Sunday, March 16, 2014

Knock-Out (1933), by Sapper (H. C. McNeile)

The once hugely popular English Golden Age thriller writer Sapper (pen name of Herman Cyril McNeile, 1888-1937; "Mac" to his friends) has been, of late decades, a much-criticized figure in mystery genre histories, his famous spy smasher Captain Hugh "Bulldog" Drummond now being seen as less a lovable, sports-enthusiast "clubland hero" than an anti-intellectual, proto-fascist bully (representing the general view from on high, one academic source describes him as "a thuggish, authoritarian vigilante with fascist tendencies").

This perception is fueled by Captain Drummond's highhanded behavior and the offensive comments he makes about racial and ethnic minorities in 1920s Sapper novels, most notoriously The Black Gang (1922).

In the 1930s, however, Adolf Hitler was consolidating power in Germany and shocking much of the world with his bellicose, often antisemitic, rhetoric and behavior. Sapper continued publishing Bulldog Drummond thrillers up until his premature death in 1937. What was the tenor of this later work, which gets much less attention from critics? Here I look at one of Sapper's 1930s Bulldog Drummond novels, Knock-Out (1933).

Knock-Out opens with not with Bulldog Drummond, but another one of Sapper's series characters, Ronald Standish (he appears primarily in a 1930s series of Sherlock Holmes inspired tales, which ideally should have been collected in one volume, under the title Knock-Off).

Ronald and his friend Bill are in Ronald's flat discussing a vital matter--golf--when the telephone rings. It's Ronald's friend Sanderson and he wants Ronald to come over to his place immediately because--

Suddenly the line goes dead!

Instruction A: List every fictional character named in the post on Knock-Out.
Instruction B: Retype the lines of the listing below, starting with the line that contains "Target = distant hill ridge" and going on through the line that contains "x=145 y=325".

Provided records:
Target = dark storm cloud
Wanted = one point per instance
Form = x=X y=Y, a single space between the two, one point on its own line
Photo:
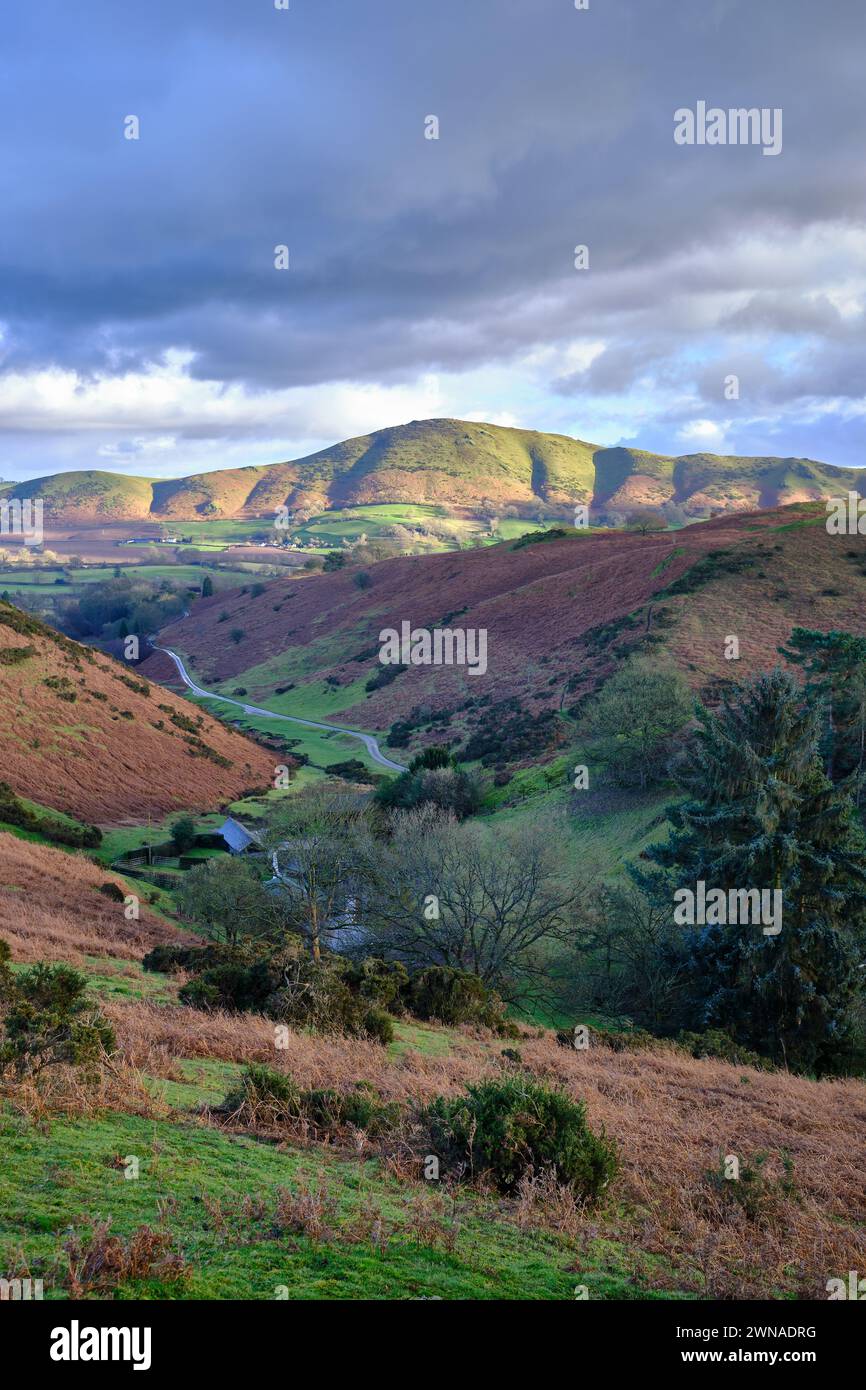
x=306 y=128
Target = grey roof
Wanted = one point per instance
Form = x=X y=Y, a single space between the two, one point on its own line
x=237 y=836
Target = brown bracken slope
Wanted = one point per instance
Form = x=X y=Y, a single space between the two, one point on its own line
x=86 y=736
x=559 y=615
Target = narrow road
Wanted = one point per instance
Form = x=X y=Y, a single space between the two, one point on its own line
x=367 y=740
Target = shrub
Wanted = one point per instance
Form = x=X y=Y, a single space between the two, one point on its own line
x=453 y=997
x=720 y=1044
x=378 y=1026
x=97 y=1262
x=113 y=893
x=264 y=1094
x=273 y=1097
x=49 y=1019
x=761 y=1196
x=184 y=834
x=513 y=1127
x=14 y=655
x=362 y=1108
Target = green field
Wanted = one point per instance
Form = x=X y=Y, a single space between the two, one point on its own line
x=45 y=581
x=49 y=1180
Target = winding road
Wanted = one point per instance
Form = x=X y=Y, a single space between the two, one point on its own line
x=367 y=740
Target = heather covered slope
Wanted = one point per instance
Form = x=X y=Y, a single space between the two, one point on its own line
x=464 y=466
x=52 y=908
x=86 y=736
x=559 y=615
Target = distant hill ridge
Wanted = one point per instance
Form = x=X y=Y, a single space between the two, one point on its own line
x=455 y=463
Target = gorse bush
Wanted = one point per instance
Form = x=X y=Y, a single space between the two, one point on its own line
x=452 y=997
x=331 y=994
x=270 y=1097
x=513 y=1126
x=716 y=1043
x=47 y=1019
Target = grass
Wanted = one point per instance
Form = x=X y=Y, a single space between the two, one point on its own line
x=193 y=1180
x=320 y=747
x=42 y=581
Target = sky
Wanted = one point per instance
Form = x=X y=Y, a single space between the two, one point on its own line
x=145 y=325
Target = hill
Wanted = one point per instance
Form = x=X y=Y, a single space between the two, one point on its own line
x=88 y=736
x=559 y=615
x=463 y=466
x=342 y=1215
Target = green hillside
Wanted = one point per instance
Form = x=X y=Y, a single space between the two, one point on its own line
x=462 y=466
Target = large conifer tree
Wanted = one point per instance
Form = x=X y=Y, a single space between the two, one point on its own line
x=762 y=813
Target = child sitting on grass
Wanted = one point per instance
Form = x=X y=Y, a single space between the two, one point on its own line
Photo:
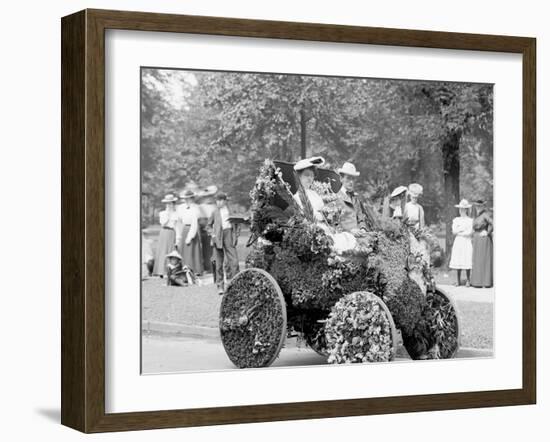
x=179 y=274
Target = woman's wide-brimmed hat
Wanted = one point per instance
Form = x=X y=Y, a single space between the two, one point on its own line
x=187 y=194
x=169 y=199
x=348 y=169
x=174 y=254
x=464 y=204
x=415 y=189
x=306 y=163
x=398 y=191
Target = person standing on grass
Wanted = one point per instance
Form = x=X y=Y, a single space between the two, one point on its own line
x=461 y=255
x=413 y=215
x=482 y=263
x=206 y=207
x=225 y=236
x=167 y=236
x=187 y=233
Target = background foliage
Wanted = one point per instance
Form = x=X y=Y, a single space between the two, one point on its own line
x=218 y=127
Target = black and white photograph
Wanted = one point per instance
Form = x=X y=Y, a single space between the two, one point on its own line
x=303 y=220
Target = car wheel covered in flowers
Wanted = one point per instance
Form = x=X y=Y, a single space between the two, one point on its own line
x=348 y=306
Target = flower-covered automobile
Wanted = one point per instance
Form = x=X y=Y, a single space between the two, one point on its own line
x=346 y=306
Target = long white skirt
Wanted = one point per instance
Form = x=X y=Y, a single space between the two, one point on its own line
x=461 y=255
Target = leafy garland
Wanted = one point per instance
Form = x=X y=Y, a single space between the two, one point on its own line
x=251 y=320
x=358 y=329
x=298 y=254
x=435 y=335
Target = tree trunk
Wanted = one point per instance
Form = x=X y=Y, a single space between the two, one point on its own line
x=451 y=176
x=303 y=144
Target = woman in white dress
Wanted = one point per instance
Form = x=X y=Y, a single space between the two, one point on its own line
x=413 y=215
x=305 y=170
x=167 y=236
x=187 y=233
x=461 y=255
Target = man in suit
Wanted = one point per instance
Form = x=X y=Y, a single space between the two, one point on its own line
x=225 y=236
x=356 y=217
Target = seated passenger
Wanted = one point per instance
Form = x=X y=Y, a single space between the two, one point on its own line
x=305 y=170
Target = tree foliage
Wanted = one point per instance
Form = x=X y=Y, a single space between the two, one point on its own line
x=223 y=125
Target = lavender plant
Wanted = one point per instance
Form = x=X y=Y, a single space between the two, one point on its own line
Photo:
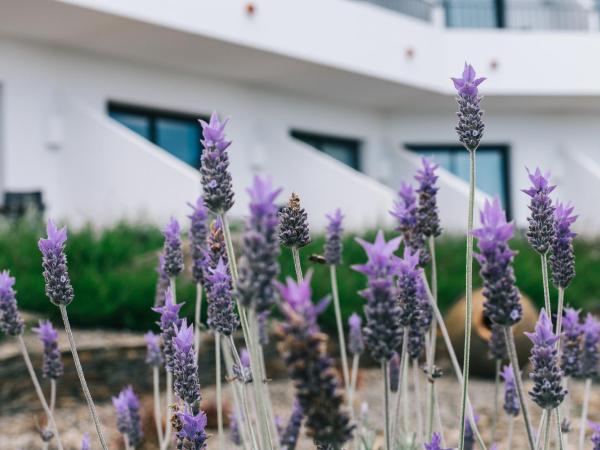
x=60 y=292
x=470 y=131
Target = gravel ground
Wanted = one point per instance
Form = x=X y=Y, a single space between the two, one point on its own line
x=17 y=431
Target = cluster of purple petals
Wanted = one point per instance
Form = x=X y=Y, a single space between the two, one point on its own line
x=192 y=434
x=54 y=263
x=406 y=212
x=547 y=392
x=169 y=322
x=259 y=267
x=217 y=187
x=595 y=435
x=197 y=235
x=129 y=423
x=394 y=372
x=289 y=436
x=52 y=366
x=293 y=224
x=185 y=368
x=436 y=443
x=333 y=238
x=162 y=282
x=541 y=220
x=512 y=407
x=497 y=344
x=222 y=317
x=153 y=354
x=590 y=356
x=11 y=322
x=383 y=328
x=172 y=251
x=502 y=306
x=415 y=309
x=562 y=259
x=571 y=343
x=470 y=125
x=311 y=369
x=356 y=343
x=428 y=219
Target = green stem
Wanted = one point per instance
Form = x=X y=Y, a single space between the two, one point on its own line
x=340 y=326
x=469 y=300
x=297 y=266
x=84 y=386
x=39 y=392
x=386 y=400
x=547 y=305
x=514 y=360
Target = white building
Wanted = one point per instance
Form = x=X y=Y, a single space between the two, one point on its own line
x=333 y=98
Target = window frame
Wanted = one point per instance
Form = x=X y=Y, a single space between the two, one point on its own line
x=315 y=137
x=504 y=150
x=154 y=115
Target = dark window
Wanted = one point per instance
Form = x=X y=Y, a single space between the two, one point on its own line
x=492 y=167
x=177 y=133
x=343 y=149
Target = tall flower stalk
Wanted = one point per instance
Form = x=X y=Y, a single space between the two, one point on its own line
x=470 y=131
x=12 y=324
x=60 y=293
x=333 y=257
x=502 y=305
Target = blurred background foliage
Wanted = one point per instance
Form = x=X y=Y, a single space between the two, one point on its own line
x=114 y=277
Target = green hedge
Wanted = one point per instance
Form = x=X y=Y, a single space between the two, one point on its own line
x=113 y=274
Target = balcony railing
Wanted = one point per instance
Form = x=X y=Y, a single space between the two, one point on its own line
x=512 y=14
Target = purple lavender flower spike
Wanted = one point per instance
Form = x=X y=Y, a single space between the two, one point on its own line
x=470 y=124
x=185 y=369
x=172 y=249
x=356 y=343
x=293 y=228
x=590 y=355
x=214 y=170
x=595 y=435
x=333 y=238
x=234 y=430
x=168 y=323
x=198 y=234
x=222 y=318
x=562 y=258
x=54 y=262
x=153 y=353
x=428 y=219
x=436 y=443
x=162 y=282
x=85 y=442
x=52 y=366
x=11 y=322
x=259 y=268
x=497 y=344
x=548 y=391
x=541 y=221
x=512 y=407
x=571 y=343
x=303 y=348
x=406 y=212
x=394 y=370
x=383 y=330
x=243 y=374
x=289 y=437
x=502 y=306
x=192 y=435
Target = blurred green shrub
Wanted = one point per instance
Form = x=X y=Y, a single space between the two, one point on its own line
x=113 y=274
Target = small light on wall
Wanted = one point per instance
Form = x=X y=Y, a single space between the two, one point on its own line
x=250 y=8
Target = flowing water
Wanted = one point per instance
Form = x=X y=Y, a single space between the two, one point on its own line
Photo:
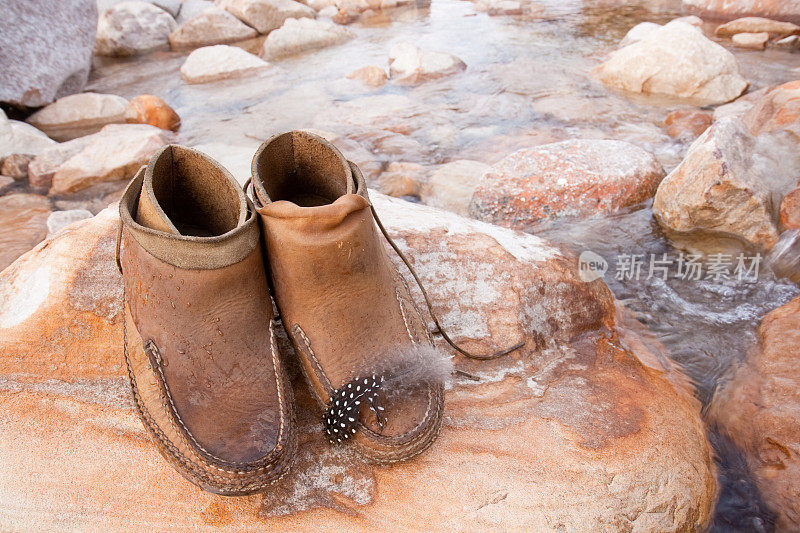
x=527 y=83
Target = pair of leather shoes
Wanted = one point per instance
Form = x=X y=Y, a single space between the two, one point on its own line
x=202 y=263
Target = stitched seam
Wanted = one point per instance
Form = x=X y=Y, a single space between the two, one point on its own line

Full output A:
Hugh "Bulldog" Drummond
Ronald Standish
Bill
Sanderson
Sherlock Holmes

Full output B:
Target = distant hill ridge
Wanted = one point per instance
Form = x=X y=Y, a single space between the two, one point on its own line
x=455 y=463
Target = gorse bush
Wanted = one point per instance
Form = x=X y=Y, a single space between the two, one point on its own line
x=452 y=997
x=331 y=994
x=270 y=1097
x=513 y=1126
x=716 y=1043
x=47 y=1019
Target = grass
Wanted = one point per instance
Form = x=X y=Y, a single space between the two, one point on its own line
x=193 y=1180
x=320 y=747
x=42 y=581
Target = sky
Wanted = one point per instance
Form = x=X y=Y, a single space between the two, one point on its own line
x=145 y=325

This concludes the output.